TASK DIRECTIONS
Filter the data below, keeping every line that contains the string "guardrail" and copying each one in full. Matching is case-sensitive.

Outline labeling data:
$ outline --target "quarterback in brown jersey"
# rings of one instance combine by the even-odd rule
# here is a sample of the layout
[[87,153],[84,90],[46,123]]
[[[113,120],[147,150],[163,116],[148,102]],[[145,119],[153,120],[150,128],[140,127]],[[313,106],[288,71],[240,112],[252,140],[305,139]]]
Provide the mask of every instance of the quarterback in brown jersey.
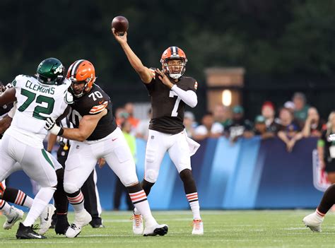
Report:
[[151,214],[146,194],[137,179],[130,148],[116,124],[110,97],[95,83],[93,65],[88,60],[77,60],[69,68],[66,78],[71,81],[70,88],[74,95],[68,118],[74,128],[58,126],[49,118],[45,125],[52,134],[74,141],[65,162],[64,188],[74,207],[75,220],[66,236],[78,236],[82,227],[92,220],[84,208],[81,187],[100,158],[105,159],[127,188],[134,205],[143,215],[146,228],[143,235],[165,235],[168,227],[158,225]]
[[[185,105],[194,107],[197,104],[198,83],[194,78],[183,76],[187,62],[185,53],[177,47],[168,47],[160,59],[162,71],[148,69],[143,65],[128,45],[127,32],[123,36],[119,36],[115,30],[112,31],[131,66],[145,84],[151,99],[153,117],[146,145],[143,189],[148,195],[157,180],[160,163],[168,151],[183,182],[193,213],[192,234],[203,235],[198,193],[191,170],[192,153],[189,147],[189,144],[193,146],[199,144],[187,136],[183,125]],[[134,220],[141,218],[136,208],[134,218]],[[136,225],[136,223],[133,225]],[[133,227],[133,229],[136,228]],[[137,229],[141,230],[143,227],[137,225]]]

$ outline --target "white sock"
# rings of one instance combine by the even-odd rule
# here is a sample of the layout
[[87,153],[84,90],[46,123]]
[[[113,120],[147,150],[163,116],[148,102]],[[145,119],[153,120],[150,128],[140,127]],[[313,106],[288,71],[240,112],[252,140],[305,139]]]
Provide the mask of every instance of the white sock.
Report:
[[33,201],[32,206],[25,220],[23,223],[23,225],[28,227],[35,223],[50,201],[55,190],[55,188],[52,187],[42,187],[40,189]]
[[4,213],[5,216],[7,216],[11,211],[11,205],[4,200],[0,200],[0,211]]
[[157,221],[151,214],[149,203],[146,199],[144,190],[141,189],[135,193],[129,193],[129,196],[134,206],[135,206],[136,211],[142,215],[142,218],[146,221],[146,225],[158,225]]
[[136,214],[136,215],[141,214],[141,213],[137,210],[136,208],[134,208],[134,213]]

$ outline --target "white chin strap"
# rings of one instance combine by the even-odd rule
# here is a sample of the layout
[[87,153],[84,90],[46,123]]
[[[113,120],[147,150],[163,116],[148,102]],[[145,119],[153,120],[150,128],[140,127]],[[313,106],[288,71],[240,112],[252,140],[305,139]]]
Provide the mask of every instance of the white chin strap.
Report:
[[169,73],[169,76],[171,78],[178,79],[182,76],[182,73]]

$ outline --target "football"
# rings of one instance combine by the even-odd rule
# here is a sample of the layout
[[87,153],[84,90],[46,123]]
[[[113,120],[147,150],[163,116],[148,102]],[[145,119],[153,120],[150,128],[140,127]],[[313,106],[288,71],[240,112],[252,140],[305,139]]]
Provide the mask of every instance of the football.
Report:
[[115,31],[119,35],[123,35],[124,32],[128,30],[129,26],[128,20],[124,16],[119,16],[114,17],[112,20],[112,28],[115,28]]

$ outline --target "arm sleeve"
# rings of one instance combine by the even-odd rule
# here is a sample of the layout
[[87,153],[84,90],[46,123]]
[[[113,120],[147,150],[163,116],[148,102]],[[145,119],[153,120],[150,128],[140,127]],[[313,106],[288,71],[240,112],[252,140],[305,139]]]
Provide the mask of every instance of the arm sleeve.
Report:
[[198,104],[198,98],[195,92],[192,90],[184,90],[177,86],[173,85],[171,88],[187,105],[194,107]]

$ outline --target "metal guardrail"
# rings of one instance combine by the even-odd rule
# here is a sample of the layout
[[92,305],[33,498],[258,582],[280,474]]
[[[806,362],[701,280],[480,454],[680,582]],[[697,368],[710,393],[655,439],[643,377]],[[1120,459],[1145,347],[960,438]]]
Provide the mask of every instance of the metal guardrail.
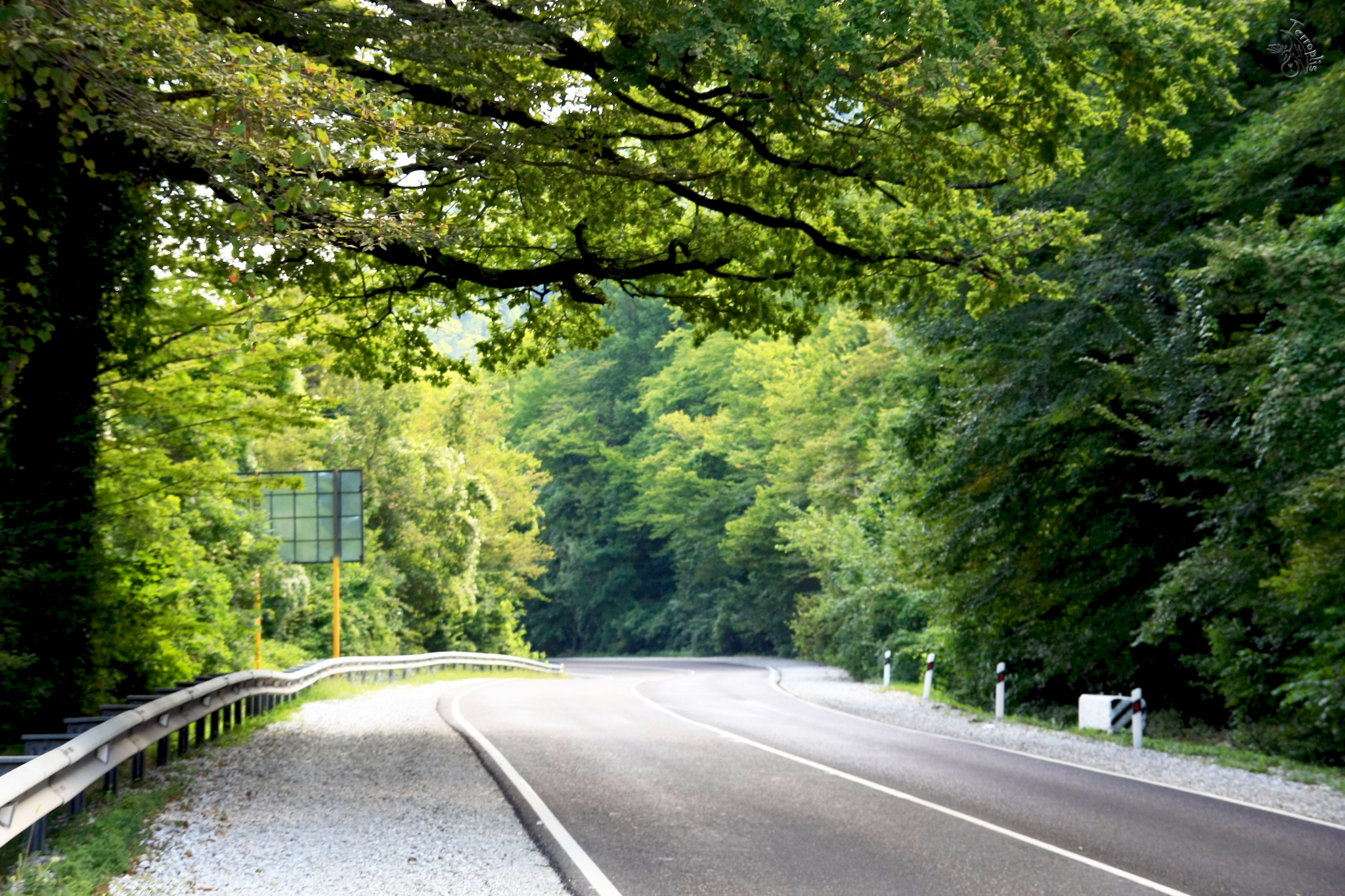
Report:
[[[180,732],[179,752],[186,750],[192,723],[200,723],[196,731],[198,744],[203,739],[203,720],[207,717],[211,717],[213,736],[218,736],[221,711],[233,711],[225,719],[226,727],[237,724],[242,720],[243,707],[239,704],[243,701],[247,701],[249,715],[254,716],[274,705],[270,699],[296,695],[332,676],[395,670],[404,670],[405,674],[405,670],[412,669],[460,665],[477,669],[506,666],[557,674],[565,668],[498,653],[417,653],[404,657],[315,660],[284,672],[250,669],[186,685],[120,712],[42,755],[24,758],[22,764],[7,763],[12,771],[0,774],[0,845],[34,825],[40,826],[50,813],[65,805],[82,807],[89,786],[116,774],[116,768],[128,759],[132,760],[133,770],[139,768],[143,774],[145,751],[155,743],[159,744],[157,764],[164,764],[174,732]],[[65,735],[50,737],[52,743],[63,739]]]

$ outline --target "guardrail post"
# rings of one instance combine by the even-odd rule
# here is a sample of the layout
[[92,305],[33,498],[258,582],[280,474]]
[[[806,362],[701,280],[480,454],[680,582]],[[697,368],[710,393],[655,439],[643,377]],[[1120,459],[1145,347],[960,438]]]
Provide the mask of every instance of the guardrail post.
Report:
[[43,815],[38,821],[32,822],[32,827],[28,829],[28,852],[35,853],[47,845],[47,817]]
[[1145,746],[1145,700],[1143,690],[1135,688],[1130,692],[1130,743],[1134,744],[1135,750]]

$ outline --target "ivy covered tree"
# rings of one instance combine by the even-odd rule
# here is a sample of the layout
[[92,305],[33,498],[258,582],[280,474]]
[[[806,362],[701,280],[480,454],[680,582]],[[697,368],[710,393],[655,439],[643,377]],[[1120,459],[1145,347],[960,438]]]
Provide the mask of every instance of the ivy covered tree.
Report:
[[152,266],[190,249],[239,326],[383,382],[465,371],[428,329],[469,310],[486,367],[592,347],[605,282],[698,337],[830,300],[979,314],[1059,296],[1030,262],[1084,239],[1001,193],[1077,172],[1089,128],[1180,154],[1240,31],[1176,0],[9,0],[4,662],[79,701],[95,383],[148,357]]

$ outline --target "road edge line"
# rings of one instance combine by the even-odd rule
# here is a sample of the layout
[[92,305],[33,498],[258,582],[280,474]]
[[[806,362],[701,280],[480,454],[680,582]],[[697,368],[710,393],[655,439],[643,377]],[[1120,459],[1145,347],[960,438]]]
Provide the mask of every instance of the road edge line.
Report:
[[[1028,752],[1025,750],[1014,750],[1013,747],[1001,747],[999,744],[987,744],[982,740],[972,740],[970,737],[959,737],[958,735],[940,735],[933,731],[921,731],[920,728],[911,728],[909,725],[898,725],[894,721],[884,721],[882,719],[870,719],[869,716],[861,716],[855,712],[846,712],[845,709],[837,709],[835,707],[827,707],[815,700],[808,700],[807,697],[800,697],[796,693],[785,690],[781,684],[784,680],[784,673],[775,666],[757,666],[753,664],[740,662],[736,664],[744,669],[768,669],[771,673],[769,681],[771,686],[783,693],[785,697],[806,703],[810,707],[816,707],[818,709],[826,709],[827,712],[835,712],[850,719],[858,719],[861,721],[869,721],[876,725],[886,725],[889,728],[897,728],[898,731],[909,731],[916,735],[925,735],[927,737],[940,737],[943,740],[955,740],[962,744],[971,744],[974,747],[985,747],[986,750],[998,750],[999,752],[1011,752],[1015,756],[1026,756],[1028,759],[1040,759],[1041,762],[1053,762],[1057,766],[1069,766],[1071,768],[1079,768],[1081,771],[1095,771],[1099,775],[1111,775],[1112,778],[1124,778],[1126,780],[1134,780],[1141,785],[1153,785],[1154,787],[1166,787],[1167,790],[1177,790],[1184,794],[1190,794],[1192,797],[1208,797],[1210,799],[1219,799],[1220,802],[1232,803],[1235,806],[1244,806],[1247,809],[1258,809],[1260,811],[1268,811],[1275,815],[1284,815],[1286,818],[1294,818],[1297,821],[1307,821],[1314,825],[1321,825],[1322,827],[1334,827],[1336,830],[1345,830],[1345,825],[1340,825],[1334,821],[1326,821],[1323,818],[1313,818],[1311,815],[1302,815],[1297,811],[1289,811],[1287,809],[1276,809],[1274,806],[1262,806],[1260,803],[1247,802],[1245,799],[1239,799],[1237,797],[1224,797],[1223,794],[1212,794],[1208,790],[1196,790],[1193,787],[1182,787],[1181,785],[1169,785],[1163,780],[1154,780],[1151,778],[1141,778],[1138,775],[1127,775],[1123,771],[1111,771],[1110,768],[1099,768],[1098,766],[1085,766],[1077,762],[1069,762],[1068,759],[1056,759],[1054,756],[1042,756],[1041,754]],[[779,677],[779,678],[777,678]],[[1176,754],[1166,754],[1176,755]],[[1255,772],[1254,772],[1255,774]]]
[[776,747],[771,747],[771,746],[764,744],[764,743],[761,743],[759,740],[752,740],[751,737],[744,737],[742,735],[736,735],[732,731],[726,731],[724,728],[718,728],[716,725],[710,725],[710,724],[706,724],[703,721],[695,721],[694,719],[687,719],[686,716],[683,716],[683,715],[681,715],[678,712],[674,712],[674,711],[668,709],[667,707],[662,707],[662,705],[654,703],[652,700],[650,700],[648,697],[646,697],[643,693],[640,693],[639,692],[639,685],[644,684],[646,681],[648,681],[648,678],[640,678],[639,681],[632,682],[631,684],[631,693],[638,700],[643,701],[644,704],[650,705],[651,708],[658,709],[659,712],[667,713],[667,715],[672,716],[674,719],[677,719],[679,721],[685,721],[689,725],[695,725],[697,728],[705,728],[706,731],[713,731],[714,733],[720,735],[721,737],[728,737],[729,740],[736,740],[737,743],[741,743],[741,744],[748,746],[748,747],[756,747],[757,750],[761,750],[761,751],[768,752],[771,755],[780,756],[780,758],[788,759],[791,762],[796,762],[800,766],[807,766],[808,768],[815,768],[815,770],[818,770],[818,771],[820,771],[823,774],[833,775],[835,778],[841,778],[842,780],[849,780],[851,783],[859,785],[862,787],[868,787],[870,790],[877,790],[881,794],[886,794],[889,797],[896,797],[897,799],[904,799],[907,802],[915,803],[916,806],[923,806],[924,809],[932,809],[932,810],[935,810],[937,813],[943,813],[944,815],[950,815],[950,817],[956,818],[959,821],[964,821],[964,822],[968,822],[971,825],[976,825],[978,827],[983,827],[983,829],[994,832],[997,834],[1002,834],[1005,837],[1009,837],[1010,840],[1017,840],[1018,842],[1028,844],[1029,846],[1036,846],[1036,848],[1042,849],[1042,850],[1045,850],[1048,853],[1054,853],[1056,856],[1063,856],[1065,858],[1071,858],[1071,860],[1073,860],[1076,862],[1080,862],[1083,865],[1088,865],[1089,868],[1095,868],[1098,870],[1107,872],[1108,875],[1114,875],[1115,877],[1120,877],[1122,880],[1128,880],[1132,884],[1139,884],[1141,887],[1147,887],[1149,889],[1153,889],[1153,891],[1157,891],[1159,893],[1163,893],[1165,896],[1190,896],[1190,893],[1186,893],[1186,892],[1180,891],[1180,889],[1173,889],[1171,887],[1167,887],[1166,884],[1159,884],[1155,880],[1149,880],[1147,877],[1141,877],[1139,875],[1132,875],[1128,870],[1116,868],[1115,865],[1108,865],[1107,862],[1100,862],[1096,858],[1089,858],[1088,856],[1079,856],[1077,853],[1072,853],[1068,849],[1064,849],[1061,846],[1056,846],[1053,844],[1048,844],[1046,841],[1037,840],[1036,837],[1029,837],[1026,834],[1020,834],[1018,832],[1009,830],[1007,827],[1001,827],[999,825],[997,825],[994,822],[985,821],[983,818],[976,818],[975,815],[968,815],[967,813],[958,811],[956,809],[950,809],[948,806],[940,806],[936,802],[931,802],[928,799],[923,799],[920,797],[916,797],[915,794],[908,794],[908,793],[905,793],[902,790],[897,790],[894,787],[888,787],[886,785],[880,785],[876,780],[869,780],[868,778],[861,778],[859,775],[851,775],[847,771],[841,771],[839,768],[834,768],[834,767],[827,766],[827,764],[820,763],[820,762],[814,762],[812,759],[804,759],[803,756],[795,755],[792,752],[787,752],[784,750],[779,750]]
[[[584,876],[589,887],[592,887],[599,896],[621,896],[621,891],[619,891],[616,885],[608,880],[607,875],[603,873],[603,869],[597,866],[597,862],[594,862],[593,858],[584,852],[584,848],[578,845],[578,841],[576,841],[570,832],[566,830],[565,825],[561,823],[546,802],[537,794],[535,790],[533,790],[533,786],[527,783],[527,779],[523,778],[518,768],[515,768],[514,764],[504,758],[504,754],[500,752],[499,747],[491,743],[491,740],[463,715],[463,697],[494,684],[500,684],[500,681],[487,681],[475,688],[468,688],[453,695],[451,704],[451,712],[453,715],[451,721],[453,727],[464,733],[475,747],[490,756],[491,762],[494,762],[512,786],[514,791],[516,791],[527,806],[537,814],[542,826],[546,827],[546,832],[555,841],[555,845],[565,852],[566,858],[569,858],[580,875]],[[529,833],[533,832],[529,830]]]

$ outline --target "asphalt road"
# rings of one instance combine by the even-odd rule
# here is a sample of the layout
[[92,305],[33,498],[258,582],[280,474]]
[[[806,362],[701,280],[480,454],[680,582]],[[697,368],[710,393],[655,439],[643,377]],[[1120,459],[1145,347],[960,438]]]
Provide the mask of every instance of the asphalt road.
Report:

WORKED SOLUTION
$ outline --target "metal guardrail"
Provide the mask of every instance of the metal guardrail.
$ outline --target "guardrail post"
Provide the mask of every instance of the guardrail post.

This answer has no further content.